(Material for this exercise begins)

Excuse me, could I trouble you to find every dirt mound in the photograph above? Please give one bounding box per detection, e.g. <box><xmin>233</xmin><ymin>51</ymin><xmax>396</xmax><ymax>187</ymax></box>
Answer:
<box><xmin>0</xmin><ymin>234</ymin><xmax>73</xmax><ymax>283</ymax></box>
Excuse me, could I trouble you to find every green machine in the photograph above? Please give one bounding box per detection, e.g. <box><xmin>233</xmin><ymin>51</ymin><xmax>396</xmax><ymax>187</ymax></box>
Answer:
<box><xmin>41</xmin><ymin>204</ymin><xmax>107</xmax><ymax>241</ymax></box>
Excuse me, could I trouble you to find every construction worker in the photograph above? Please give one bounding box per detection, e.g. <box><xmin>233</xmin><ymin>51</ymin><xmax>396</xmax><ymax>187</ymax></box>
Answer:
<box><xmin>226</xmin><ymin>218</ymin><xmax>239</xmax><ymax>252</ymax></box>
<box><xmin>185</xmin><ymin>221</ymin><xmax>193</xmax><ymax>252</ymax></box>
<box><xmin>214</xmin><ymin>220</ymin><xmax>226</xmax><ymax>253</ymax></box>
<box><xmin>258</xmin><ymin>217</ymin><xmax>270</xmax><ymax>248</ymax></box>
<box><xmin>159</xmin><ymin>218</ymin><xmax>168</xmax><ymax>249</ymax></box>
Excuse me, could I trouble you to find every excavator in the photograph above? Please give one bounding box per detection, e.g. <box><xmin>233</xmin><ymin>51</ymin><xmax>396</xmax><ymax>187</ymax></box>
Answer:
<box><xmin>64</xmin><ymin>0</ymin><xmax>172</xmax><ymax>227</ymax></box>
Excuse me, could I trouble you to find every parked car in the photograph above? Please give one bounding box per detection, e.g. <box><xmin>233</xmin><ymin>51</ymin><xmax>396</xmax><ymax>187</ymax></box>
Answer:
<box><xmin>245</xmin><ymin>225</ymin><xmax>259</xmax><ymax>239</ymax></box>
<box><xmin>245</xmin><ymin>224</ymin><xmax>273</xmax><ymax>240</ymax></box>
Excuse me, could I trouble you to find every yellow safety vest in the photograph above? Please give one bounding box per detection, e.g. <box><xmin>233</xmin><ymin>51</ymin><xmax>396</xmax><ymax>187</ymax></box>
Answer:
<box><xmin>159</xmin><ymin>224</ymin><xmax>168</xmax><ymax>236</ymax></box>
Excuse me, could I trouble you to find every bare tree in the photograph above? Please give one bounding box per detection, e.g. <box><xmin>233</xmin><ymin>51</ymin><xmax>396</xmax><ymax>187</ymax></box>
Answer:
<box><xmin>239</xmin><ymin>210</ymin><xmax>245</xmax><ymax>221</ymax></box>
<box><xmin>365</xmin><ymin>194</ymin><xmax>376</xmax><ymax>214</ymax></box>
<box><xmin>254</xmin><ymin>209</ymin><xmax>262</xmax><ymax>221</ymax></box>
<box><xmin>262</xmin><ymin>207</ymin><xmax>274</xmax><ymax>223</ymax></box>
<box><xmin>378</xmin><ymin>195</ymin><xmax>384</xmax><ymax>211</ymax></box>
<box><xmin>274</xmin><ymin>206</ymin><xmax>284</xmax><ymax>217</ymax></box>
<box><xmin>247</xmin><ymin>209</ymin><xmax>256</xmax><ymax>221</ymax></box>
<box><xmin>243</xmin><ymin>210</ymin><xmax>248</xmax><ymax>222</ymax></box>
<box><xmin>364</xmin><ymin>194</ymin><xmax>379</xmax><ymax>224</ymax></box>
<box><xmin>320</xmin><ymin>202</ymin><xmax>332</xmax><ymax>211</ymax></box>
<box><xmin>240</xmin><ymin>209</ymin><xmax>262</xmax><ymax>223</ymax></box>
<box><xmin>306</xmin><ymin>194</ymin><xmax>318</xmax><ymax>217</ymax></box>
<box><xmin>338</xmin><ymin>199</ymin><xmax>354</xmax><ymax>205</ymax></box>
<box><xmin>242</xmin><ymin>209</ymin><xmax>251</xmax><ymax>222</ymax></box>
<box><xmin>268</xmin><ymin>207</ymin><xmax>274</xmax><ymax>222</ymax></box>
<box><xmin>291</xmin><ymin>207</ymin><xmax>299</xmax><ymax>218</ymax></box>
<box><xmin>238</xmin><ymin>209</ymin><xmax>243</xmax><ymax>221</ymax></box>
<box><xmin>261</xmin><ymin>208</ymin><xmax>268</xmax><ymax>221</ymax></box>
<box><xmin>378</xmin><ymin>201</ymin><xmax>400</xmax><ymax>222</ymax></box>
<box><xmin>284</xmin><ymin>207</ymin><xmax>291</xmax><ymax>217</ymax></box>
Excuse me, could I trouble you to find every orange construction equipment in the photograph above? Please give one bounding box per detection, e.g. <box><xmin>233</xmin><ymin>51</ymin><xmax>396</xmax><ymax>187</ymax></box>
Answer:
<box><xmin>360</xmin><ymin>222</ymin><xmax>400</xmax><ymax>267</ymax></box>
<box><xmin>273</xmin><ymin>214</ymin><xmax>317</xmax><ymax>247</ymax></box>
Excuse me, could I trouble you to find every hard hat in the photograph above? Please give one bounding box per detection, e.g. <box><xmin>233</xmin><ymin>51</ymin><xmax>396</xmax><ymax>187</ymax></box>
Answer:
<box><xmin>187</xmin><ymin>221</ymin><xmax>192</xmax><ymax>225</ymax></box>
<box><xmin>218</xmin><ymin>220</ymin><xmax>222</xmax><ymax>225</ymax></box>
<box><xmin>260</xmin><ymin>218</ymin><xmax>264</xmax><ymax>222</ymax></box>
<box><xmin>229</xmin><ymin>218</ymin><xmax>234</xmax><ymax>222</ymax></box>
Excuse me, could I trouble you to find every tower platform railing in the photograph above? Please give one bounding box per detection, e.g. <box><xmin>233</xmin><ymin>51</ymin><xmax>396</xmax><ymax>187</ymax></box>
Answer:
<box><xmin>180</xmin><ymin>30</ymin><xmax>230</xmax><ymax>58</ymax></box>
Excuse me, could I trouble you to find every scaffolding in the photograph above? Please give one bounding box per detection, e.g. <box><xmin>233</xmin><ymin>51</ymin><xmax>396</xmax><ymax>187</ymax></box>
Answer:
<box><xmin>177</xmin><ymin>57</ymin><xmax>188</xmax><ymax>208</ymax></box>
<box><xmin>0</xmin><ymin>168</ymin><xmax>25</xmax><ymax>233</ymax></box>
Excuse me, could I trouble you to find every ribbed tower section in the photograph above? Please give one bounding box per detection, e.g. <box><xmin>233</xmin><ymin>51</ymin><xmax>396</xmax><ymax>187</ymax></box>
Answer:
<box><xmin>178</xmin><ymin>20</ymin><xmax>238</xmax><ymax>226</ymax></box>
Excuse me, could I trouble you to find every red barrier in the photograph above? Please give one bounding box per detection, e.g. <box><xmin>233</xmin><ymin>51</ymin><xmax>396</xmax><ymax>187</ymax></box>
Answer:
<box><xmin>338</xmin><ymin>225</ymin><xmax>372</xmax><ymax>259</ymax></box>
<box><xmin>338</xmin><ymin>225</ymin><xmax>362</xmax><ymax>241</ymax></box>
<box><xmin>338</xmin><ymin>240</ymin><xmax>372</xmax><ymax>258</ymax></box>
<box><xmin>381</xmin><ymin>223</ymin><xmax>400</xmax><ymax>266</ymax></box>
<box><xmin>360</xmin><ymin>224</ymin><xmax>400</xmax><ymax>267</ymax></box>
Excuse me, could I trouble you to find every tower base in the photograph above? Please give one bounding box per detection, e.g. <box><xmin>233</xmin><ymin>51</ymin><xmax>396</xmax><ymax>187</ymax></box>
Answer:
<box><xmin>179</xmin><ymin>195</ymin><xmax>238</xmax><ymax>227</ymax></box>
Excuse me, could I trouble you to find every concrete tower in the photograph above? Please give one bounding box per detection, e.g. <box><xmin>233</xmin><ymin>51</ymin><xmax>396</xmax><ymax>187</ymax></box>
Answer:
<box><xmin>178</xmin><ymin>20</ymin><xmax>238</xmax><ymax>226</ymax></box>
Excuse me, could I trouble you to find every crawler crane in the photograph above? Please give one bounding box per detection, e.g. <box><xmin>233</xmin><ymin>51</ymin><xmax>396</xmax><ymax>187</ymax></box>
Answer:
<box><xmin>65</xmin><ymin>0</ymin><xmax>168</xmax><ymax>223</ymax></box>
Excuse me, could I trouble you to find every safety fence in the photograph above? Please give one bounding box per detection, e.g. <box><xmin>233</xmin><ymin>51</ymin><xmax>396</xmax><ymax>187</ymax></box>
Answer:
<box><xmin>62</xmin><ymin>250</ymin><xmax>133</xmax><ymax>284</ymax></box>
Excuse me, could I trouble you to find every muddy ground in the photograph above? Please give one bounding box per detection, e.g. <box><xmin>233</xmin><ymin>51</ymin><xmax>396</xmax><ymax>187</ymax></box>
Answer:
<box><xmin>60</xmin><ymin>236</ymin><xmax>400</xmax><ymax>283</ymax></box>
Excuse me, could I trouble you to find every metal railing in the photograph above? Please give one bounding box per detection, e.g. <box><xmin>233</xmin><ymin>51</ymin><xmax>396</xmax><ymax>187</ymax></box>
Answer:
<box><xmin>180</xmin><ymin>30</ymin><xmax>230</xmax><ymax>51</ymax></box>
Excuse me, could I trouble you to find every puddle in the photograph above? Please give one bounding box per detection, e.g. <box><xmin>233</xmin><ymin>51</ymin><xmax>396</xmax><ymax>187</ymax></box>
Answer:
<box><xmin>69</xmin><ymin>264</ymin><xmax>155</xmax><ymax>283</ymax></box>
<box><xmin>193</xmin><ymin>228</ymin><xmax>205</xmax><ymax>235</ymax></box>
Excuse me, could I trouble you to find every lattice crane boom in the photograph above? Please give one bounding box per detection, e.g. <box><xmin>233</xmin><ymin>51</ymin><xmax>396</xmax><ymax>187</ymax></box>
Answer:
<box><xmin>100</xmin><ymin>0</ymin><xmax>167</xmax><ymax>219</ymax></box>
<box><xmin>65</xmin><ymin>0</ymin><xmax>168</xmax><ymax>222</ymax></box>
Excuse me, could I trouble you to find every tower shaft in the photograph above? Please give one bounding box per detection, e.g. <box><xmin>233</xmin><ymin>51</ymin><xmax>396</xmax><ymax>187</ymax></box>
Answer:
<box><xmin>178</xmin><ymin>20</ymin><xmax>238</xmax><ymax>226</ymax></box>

(Material for this exercise ends)

Report each line of the material above where the word "construction" appears.

Excuse me, could I trouble you to find every construction worker in the photograph above? Please give one bounding box per detection, e.g. <box><xmin>233</xmin><ymin>51</ymin><xmax>396</xmax><ymax>187</ymax></box>
Excuse me, could I trouble you to find every orange construction equipment in the photograph above? Please give one bounding box per detection, e.g. <box><xmin>233</xmin><ymin>51</ymin><xmax>396</xmax><ymax>187</ymax></box>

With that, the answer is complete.